--- Material shown Enclosed Below ---

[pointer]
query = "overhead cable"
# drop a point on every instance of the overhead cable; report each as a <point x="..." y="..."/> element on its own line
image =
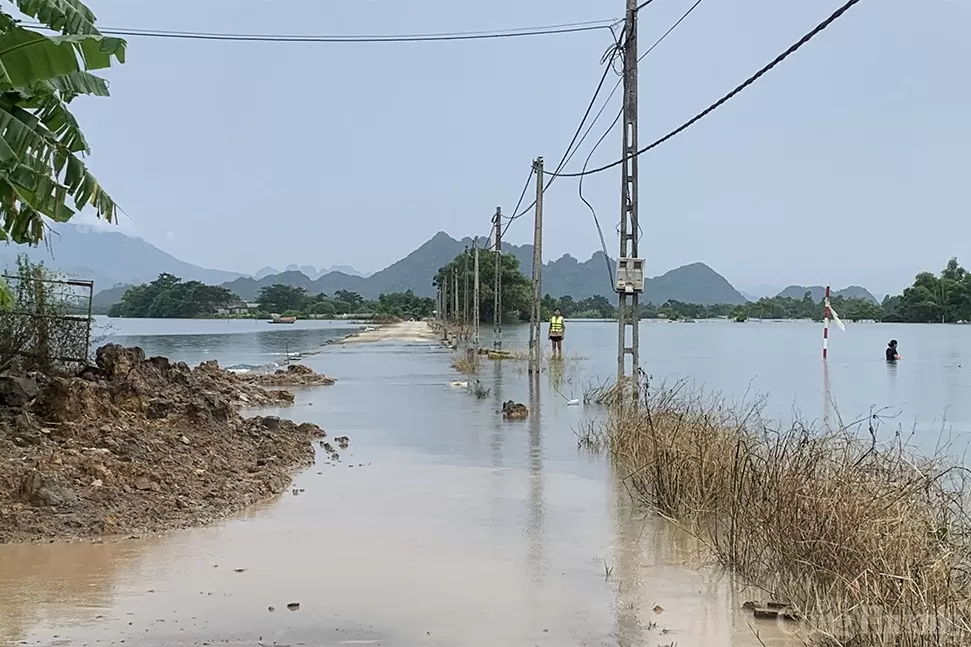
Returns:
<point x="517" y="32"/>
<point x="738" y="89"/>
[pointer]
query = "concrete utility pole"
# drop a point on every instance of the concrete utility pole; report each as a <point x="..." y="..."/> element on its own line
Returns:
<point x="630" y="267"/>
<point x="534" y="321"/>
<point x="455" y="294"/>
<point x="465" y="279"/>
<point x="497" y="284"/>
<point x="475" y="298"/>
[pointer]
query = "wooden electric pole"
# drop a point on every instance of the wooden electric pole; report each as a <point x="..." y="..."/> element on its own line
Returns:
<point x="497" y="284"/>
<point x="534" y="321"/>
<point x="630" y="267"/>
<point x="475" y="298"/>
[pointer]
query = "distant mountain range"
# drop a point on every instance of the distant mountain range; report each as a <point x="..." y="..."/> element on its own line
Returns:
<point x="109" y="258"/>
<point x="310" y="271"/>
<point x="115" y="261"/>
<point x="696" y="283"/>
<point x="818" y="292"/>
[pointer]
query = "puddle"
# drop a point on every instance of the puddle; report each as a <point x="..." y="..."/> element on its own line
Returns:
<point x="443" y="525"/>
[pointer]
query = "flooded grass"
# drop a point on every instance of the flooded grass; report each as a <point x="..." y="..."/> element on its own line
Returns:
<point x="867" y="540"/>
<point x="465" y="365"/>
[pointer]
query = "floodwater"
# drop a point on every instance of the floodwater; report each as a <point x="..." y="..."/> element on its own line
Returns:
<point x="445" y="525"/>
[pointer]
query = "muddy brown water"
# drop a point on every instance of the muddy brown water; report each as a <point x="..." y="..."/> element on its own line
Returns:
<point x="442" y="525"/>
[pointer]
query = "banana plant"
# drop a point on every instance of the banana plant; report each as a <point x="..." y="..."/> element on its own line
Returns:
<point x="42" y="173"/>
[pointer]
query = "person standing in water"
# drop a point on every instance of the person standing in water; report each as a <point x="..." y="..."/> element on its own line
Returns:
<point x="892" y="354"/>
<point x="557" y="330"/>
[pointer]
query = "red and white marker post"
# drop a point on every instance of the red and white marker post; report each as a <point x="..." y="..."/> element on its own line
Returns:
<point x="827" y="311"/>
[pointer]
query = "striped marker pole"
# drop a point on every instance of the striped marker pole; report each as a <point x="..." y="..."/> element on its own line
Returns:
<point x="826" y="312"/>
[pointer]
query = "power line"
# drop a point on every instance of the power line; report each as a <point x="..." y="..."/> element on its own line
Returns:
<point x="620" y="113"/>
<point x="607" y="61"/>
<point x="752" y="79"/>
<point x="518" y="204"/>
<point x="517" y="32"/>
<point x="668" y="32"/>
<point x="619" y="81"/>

--- End of Enclosed Material shown ---

● Goal of the exercise
Look through the records above for the word "puddle" and state how many lines contain it, giving the number alone.

● Answer to the exercise
2